** start of Data for the task **

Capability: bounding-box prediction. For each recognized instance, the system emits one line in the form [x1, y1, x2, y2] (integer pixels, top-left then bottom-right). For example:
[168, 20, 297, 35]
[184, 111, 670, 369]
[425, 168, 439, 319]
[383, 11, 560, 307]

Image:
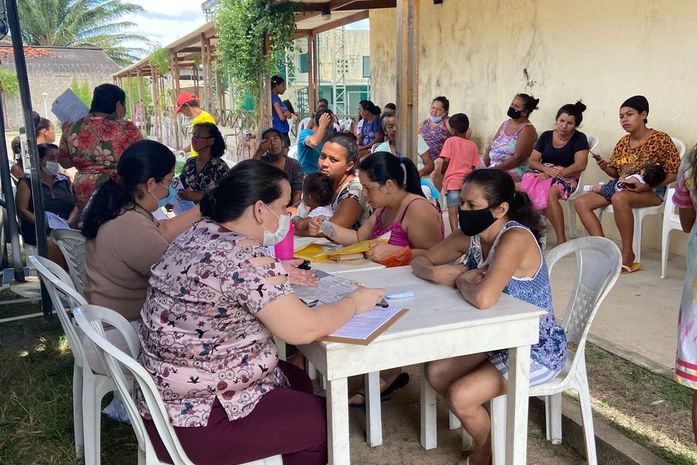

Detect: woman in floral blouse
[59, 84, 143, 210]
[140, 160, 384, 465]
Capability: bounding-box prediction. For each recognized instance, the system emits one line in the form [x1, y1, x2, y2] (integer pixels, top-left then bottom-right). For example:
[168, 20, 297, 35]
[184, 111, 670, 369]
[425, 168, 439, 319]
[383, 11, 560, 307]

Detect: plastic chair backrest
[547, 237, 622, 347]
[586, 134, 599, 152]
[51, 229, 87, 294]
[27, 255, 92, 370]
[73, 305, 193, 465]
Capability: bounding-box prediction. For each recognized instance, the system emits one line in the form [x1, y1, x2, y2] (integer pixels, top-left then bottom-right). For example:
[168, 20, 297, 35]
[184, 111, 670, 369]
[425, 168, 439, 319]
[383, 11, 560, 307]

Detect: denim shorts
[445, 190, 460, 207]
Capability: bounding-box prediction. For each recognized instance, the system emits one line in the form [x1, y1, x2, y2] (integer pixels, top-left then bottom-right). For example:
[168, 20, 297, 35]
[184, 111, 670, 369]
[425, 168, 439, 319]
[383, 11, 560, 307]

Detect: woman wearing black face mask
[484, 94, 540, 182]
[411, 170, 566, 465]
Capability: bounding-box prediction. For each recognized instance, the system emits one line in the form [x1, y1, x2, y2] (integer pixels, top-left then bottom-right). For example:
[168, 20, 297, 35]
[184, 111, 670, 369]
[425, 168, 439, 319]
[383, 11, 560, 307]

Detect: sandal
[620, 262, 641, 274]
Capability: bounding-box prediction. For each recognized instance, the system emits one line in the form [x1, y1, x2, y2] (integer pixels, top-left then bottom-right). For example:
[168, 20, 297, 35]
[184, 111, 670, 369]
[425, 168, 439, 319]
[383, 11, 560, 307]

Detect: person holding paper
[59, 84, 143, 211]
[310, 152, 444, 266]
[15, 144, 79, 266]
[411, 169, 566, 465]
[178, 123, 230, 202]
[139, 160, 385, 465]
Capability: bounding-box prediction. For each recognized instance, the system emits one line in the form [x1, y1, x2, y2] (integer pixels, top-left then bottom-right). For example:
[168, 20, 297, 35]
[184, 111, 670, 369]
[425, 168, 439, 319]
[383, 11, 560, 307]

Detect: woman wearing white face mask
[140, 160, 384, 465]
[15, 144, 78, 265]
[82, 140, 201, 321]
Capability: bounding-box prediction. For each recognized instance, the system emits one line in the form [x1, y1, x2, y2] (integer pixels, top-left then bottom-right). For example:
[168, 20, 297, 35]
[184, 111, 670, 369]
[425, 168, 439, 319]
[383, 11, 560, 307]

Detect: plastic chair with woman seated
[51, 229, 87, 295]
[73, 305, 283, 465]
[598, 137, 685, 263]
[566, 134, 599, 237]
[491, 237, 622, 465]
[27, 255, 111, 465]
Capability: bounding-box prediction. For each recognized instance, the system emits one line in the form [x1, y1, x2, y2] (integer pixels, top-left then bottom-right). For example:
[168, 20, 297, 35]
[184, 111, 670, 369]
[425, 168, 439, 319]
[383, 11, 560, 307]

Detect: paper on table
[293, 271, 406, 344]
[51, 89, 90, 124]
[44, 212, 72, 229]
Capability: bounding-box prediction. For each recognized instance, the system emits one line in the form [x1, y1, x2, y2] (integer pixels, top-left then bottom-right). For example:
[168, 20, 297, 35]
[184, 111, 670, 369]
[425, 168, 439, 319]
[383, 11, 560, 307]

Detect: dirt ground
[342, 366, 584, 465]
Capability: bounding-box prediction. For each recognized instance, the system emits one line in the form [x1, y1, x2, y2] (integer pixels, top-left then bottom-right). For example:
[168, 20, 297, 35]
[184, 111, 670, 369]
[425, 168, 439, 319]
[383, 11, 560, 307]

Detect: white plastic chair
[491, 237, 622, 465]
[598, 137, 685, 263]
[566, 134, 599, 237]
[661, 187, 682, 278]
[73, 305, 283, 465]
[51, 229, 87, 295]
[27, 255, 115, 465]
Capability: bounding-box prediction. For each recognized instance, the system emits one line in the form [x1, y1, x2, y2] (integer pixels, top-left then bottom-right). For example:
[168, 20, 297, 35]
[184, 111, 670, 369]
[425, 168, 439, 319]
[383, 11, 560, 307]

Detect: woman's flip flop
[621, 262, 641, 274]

** end of Data for the task **

What is asked
How many lines of the records contain the string "face"? Case counts. Reply with the number alone.

Expected answer
2